**What to work on:** Put each line of all the rows below into a JSON list of strings, one string per line. Omit blank lines and leave the pictures out.

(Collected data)

# # # # #

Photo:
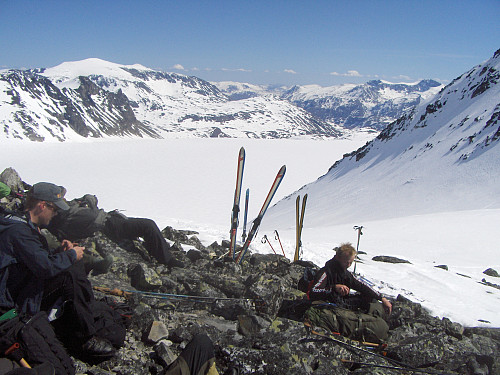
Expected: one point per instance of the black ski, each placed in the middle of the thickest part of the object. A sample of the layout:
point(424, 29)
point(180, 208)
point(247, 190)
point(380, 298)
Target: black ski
point(299, 219)
point(258, 219)
point(236, 206)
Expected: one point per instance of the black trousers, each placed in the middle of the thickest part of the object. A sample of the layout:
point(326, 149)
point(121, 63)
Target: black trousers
point(75, 290)
point(195, 359)
point(118, 227)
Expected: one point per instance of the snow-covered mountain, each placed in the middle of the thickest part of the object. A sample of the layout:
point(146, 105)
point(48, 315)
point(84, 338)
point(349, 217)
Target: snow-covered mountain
point(96, 98)
point(442, 156)
point(374, 104)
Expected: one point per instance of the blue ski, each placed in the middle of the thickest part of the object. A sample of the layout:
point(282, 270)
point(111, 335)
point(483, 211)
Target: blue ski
point(236, 206)
point(258, 219)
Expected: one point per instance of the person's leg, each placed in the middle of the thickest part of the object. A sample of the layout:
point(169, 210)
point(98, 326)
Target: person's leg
point(154, 242)
point(195, 359)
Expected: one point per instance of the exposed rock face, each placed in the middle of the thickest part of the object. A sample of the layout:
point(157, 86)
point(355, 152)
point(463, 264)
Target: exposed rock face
point(88, 111)
point(374, 104)
point(238, 307)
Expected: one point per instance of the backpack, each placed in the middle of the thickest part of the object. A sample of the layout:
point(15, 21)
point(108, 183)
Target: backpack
point(352, 324)
point(307, 279)
point(34, 340)
point(82, 219)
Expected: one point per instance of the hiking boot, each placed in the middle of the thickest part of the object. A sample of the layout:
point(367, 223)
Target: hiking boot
point(102, 266)
point(97, 347)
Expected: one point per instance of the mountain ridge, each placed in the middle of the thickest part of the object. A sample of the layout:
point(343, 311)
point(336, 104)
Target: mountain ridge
point(441, 156)
point(94, 99)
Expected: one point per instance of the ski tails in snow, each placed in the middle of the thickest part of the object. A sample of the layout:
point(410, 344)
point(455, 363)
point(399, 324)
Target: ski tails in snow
point(236, 206)
point(258, 219)
point(244, 235)
point(299, 220)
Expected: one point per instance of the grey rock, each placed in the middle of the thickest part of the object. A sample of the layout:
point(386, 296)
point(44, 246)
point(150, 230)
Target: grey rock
point(389, 259)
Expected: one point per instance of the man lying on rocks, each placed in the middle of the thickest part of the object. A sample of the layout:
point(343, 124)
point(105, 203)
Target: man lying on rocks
point(84, 219)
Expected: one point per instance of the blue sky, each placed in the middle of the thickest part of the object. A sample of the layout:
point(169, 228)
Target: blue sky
point(264, 42)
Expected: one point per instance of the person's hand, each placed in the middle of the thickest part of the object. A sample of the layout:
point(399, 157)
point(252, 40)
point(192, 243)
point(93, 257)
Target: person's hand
point(67, 245)
point(79, 252)
point(341, 289)
point(387, 305)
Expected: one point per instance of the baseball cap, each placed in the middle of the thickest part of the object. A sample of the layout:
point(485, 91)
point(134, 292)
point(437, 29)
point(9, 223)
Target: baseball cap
point(46, 191)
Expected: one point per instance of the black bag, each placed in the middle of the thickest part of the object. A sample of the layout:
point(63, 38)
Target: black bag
point(109, 323)
point(33, 339)
point(306, 280)
point(352, 324)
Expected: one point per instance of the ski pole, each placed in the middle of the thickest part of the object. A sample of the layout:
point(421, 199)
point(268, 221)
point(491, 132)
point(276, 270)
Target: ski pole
point(265, 239)
point(360, 233)
point(277, 236)
point(384, 366)
point(244, 235)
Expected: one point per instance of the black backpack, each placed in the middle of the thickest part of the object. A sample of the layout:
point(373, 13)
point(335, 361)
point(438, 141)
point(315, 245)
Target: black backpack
point(34, 340)
point(306, 280)
point(79, 222)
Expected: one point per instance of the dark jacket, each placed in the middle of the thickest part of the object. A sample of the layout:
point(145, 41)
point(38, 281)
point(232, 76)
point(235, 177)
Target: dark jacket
point(323, 287)
point(25, 262)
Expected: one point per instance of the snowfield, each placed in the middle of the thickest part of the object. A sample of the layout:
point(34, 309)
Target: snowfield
point(189, 184)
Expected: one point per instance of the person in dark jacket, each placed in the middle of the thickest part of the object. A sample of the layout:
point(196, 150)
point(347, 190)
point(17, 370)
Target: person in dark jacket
point(33, 277)
point(84, 218)
point(333, 283)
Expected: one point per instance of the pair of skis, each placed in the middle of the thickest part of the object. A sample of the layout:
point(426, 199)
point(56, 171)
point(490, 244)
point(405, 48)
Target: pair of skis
point(299, 221)
point(276, 236)
point(236, 209)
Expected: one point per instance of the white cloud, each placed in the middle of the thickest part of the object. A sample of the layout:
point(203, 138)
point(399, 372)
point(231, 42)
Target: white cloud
point(403, 77)
point(235, 70)
point(350, 73)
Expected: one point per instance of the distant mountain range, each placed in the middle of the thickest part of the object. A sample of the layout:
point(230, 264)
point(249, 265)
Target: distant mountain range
point(96, 98)
point(93, 98)
point(373, 105)
point(443, 155)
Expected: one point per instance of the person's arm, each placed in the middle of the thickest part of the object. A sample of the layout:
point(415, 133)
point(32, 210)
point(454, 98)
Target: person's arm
point(363, 288)
point(366, 290)
point(320, 289)
point(68, 245)
point(30, 251)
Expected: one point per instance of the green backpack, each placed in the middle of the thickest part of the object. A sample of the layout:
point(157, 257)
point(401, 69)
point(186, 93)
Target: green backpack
point(4, 190)
point(352, 324)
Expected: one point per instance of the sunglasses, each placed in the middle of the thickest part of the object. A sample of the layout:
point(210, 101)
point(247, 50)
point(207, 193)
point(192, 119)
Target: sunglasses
point(51, 206)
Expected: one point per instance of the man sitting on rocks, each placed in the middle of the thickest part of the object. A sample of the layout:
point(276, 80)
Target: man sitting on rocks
point(335, 308)
point(333, 283)
point(84, 218)
point(33, 277)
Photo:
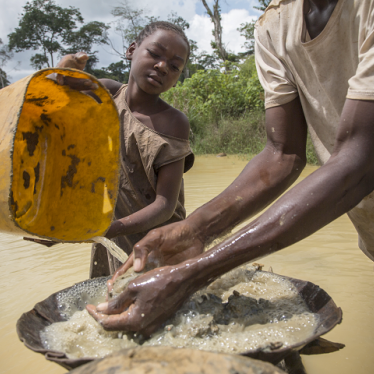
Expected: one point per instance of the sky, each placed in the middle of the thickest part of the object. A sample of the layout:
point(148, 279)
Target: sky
point(233, 12)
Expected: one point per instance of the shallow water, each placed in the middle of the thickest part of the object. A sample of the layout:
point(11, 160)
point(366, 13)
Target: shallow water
point(330, 258)
point(241, 311)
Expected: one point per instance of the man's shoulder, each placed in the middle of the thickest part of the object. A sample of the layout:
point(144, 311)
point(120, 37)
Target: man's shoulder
point(278, 11)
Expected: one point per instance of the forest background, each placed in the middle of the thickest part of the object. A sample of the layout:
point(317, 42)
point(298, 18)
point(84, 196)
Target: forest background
point(218, 90)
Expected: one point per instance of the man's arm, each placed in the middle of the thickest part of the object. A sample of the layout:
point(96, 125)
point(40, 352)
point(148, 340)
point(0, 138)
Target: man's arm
point(265, 177)
point(332, 190)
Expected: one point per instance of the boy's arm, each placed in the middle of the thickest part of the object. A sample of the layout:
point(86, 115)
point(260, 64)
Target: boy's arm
point(167, 191)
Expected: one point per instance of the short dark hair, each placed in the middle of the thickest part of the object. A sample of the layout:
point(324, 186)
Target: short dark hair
point(153, 26)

# # # # #

**Completed exercise:**
[
  "Photo:",
  "Expected: one point per instance of the black ski, each placed in the middle of the thickest part of the object. A sample of the layout:",
  "point(424, 29)",
  "point(180, 208)",
  "point(247, 190)",
  "point(380, 298)",
  "Target: black ski",
  "point(299, 219)",
  "point(258, 219)",
  "point(236, 206)",
  "Expected: one point per instance of the black trousers, each placed in the middle of the thickest part of the object. A sample of the layout:",
  "point(326, 149)",
  "point(121, 63)",
  "Target: black trousers",
  "point(75, 290)",
  "point(195, 359)",
  "point(118, 227)",
  "Expected: one point per instance of the snow-covered mountain, each placed in the middle of the thickest part of the object. A sample of the layout:",
  "point(146, 105)",
  "point(48, 315)",
  "point(84, 338)",
  "point(349, 217)",
  "Target: snow-covered mountain",
  "point(96, 98)",
  "point(442, 156)",
  "point(374, 104)",
  "Expected: one point per instance of the blue ski, each placed in the middle of the thickest part of the object. A sample of the layout:",
  "point(282, 270)",
  "point(111, 335)",
  "point(483, 211)",
  "Target: blue ski",
  "point(236, 206)",
  "point(258, 219)",
  "Expected: one point per instance of the person's leg, each placed in the middle of the thickest part of the object. A sample of the layout:",
  "point(169, 210)",
  "point(98, 326)",
  "Target: person's leg",
  "point(154, 242)",
  "point(195, 359)",
  "Expected: one point per instance of the exposed rock face, each placed in the middle of the thickest part of the object. A sample of the layout:",
  "point(157, 86)",
  "point(355, 152)",
  "point(463, 264)",
  "Target: exposed rock face",
  "point(88, 111)",
  "point(374, 104)",
  "point(238, 307)",
  "Expected: one point per instance of the backpack, each placed in the middle of the thickest part of the object. A sample of the layout:",
  "point(15, 21)",
  "point(108, 183)",
  "Target: backpack",
  "point(352, 324)",
  "point(307, 279)",
  "point(34, 340)",
  "point(82, 219)",
  "Expected: one point per instance of the hiking boot, each placed in the middle of the thickest part of the object. A sample of the layout:",
  "point(367, 223)",
  "Target: hiking boot",
  "point(102, 266)",
  "point(97, 347)",
  "Expected: one point per instance of the mountain ridge, each placed in the middle of the thickest part of the object. A sample of the layout:",
  "point(343, 311)",
  "point(336, 104)",
  "Target: mountain ridge",
  "point(441, 156)",
  "point(94, 99)",
  "Expected: one point per instance of the ski tails in snow, each placed in the middle of the thickest part of the object. A sample of the layout:",
  "point(410, 344)",
  "point(455, 363)",
  "point(399, 324)",
  "Target: ski tails in snow",
  "point(236, 206)",
  "point(258, 219)",
  "point(244, 235)",
  "point(299, 220)",
  "Expected: one point per instance of the grey rock, each placed in the middle of the thickest part of the object. A sample of the layout:",
  "point(386, 296)",
  "point(44, 246)",
  "point(150, 230)",
  "Target: grey rock",
  "point(389, 259)",
  "Expected: one point per instance of the man lying on rocks, each placed in the middle of the thickest part of the object. A sample of the layout:",
  "point(343, 124)",
  "point(105, 203)",
  "Target: man lying on rocks",
  "point(84, 219)",
  "Expected: one point per instance of the blue sky, each placed in the middle of the thickest part of the object. A sample of the layout:",
  "point(169, 228)",
  "Target: blue sky",
  "point(264, 42)",
  "Expected: one point per instance of the person's hand, each placed in the middle of the thickest part of the object. A sample of the layout:",
  "point(399, 157)",
  "point(252, 40)",
  "point(192, 243)",
  "point(93, 257)",
  "Target: person's hand",
  "point(67, 245)",
  "point(79, 252)",
  "point(341, 289)",
  "point(387, 305)",
  "Expected: one point per instance of the baseball cap, each placed in the middle of the thickest part of the object. A sample of the layout:",
  "point(485, 91)",
  "point(134, 292)",
  "point(437, 29)",
  "point(9, 223)",
  "Target: baseball cap",
  "point(46, 191)",
  "Expected: one point per instance of the black bag, each placed in the middle of the thickest part of the object. A sample of the layout:",
  "point(63, 38)",
  "Target: black bag",
  "point(109, 323)",
  "point(33, 339)",
  "point(306, 280)",
  "point(352, 324)",
  "Expected: one point per instance of the ski pole, each placed in the middle of the thickest part of the object. A sample of the layout:",
  "point(421, 199)",
  "point(268, 221)",
  "point(491, 132)",
  "point(276, 270)",
  "Target: ski pole",
  "point(265, 239)",
  "point(360, 233)",
  "point(277, 236)",
  "point(384, 366)",
  "point(244, 235)",
  "Expected: one point per instance of the black backpack, each placed in the middle of the thickest part of the object. A sample of the layout:",
  "point(373, 13)",
  "point(335, 361)",
  "point(438, 141)",
  "point(315, 245)",
  "Target: black backpack",
  "point(34, 340)",
  "point(306, 280)",
  "point(79, 222)",
  "Expected: one point per instance of the dark jacket, each placed in the middle of the thickest part of the object. A sample of the layout:",
  "point(145, 41)",
  "point(38, 281)",
  "point(232, 76)",
  "point(235, 177)",
  "Target: dark jacket",
  "point(323, 287)",
  "point(25, 262)",
  "Expected: one point per instance of the snowfield, each placed in the middle of the thickest part of the object. A sample of the layout:",
  "point(34, 309)",
  "Target: snowfield",
  "point(189, 184)",
  "Expected: one point per instance of the person in dark jacket, each placed in the middle of the thickest part of the object. A sample of the layout:",
  "point(196, 150)",
  "point(347, 190)",
  "point(17, 370)",
  "Target: person in dark jacket",
  "point(33, 277)",
  "point(84, 218)",
  "point(333, 283)",
  "Expected: one point per instance of the pair of skis, each placed in the middle of the thickest part of the object. A sample of the layout:",
  "point(426, 199)",
  "point(56, 171)",
  "point(490, 244)",
  "point(405, 48)",
  "Target: pair of skis",
  "point(299, 221)",
  "point(276, 236)",
  "point(236, 209)",
  "Expected: one point per instance of the white cloud, each placed in the middle of the thickest part of the object. A sample of the layout:",
  "point(203, 138)",
  "point(399, 372)",
  "point(231, 42)",
  "Target: white cloud",
  "point(403, 77)",
  "point(235, 70)",
  "point(350, 73)",
  "Expected: one point per instance of the distant mountain range, each placed in the middle of the thickest part of the object. A sample of the layout:",
  "point(230, 264)",
  "point(249, 265)",
  "Target: distant mountain range",
  "point(96, 98)",
  "point(93, 98)",
  "point(373, 105)",
  "point(443, 155)",
  "Expected: one point per instance of the person's arm, each placed in the middle of the thickest part of the object. A sample of the layout:",
  "point(415, 133)",
  "point(32, 210)",
  "point(454, 98)",
  "Target: person's arm",
  "point(363, 288)",
  "point(366, 290)",
  "point(320, 289)",
  "point(68, 245)",
  "point(30, 251)",
  "Expected: one point per instance of the green backpack, each placed in the middle of the thickest part of the object. A sample of the layout:",
  "point(157, 257)",
  "point(401, 69)",
  "point(186, 93)",
  "Target: green backpack",
  "point(4, 190)",
  "point(352, 324)",
  "Expected: one point per instance of the sunglasses, each placed in the middle of the thickest part of the object. A sample of the layout:",
  "point(210, 101)",
  "point(247, 50)",
  "point(207, 193)",
  "point(192, 119)",
  "Target: sunglasses",
  "point(51, 206)",
  "Expected: one point per instance of the man sitting on rocks, each placed in the middle of the thickest part of the object. A sample of the layout:",
  "point(276, 80)",
  "Target: man sitting on rocks",
  "point(335, 308)",
  "point(333, 283)",
  "point(84, 218)",
  "point(33, 277)",
  "Photo:",
  "Expected: one point per instance of the sky, each placed in the middle of the thickest part of the object. A sample of the layout:",
  "point(148, 279)",
  "Target: sky",
  "point(233, 12)",
  "Expected: one point per instance of the shallow water, each placed in the middle of the thickest part of the object. A sample of the layout:",
  "point(11, 160)",
  "point(366, 13)",
  "Target: shallow water",
  "point(330, 258)",
  "point(241, 311)",
  "Expected: one point per instance of the man's shoulder, each placed in the middle of the thickest part of the object. A sample of the layout:",
  "point(144, 311)",
  "point(120, 37)",
  "Target: man's shoulder",
  "point(278, 11)",
  "Expected: one point per instance of the forest background, each placed in the middle of the thickest part of the object. A sample of the layout:",
  "point(317, 42)",
  "point(298, 18)",
  "point(84, 196)",
  "Target: forest background",
  "point(218, 90)",
  "Expected: one point per instance of the man's arm, each placed in the middle of the thickest part of the object. A sample of the layout:",
  "point(96, 125)",
  "point(40, 352)",
  "point(148, 340)",
  "point(0, 138)",
  "Target: man's arm",
  "point(265, 177)",
  "point(332, 190)",
  "Expected: one point per instance of the boy's arm, each placed in the middle of the thickest part of the object. A sample of the layout:",
  "point(86, 115)",
  "point(260, 64)",
  "Target: boy's arm",
  "point(167, 191)",
  "Expected: one point per instance of the short dark hair, each placed in the middle of the thickest part of the object. A sample of the layout:",
  "point(324, 186)",
  "Target: short dark hair",
  "point(153, 26)"
]